Natural-language object grounding data:

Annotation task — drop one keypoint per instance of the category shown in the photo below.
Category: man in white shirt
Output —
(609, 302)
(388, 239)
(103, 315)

Problem to solve:
Return the data in its entirety, exactly as given.

Task answer:
Annotation task — drop one keypoint per instance of the category shown in the photo below.
Category: man in white shirt
Output —
(609, 302)
(388, 239)
(103, 315)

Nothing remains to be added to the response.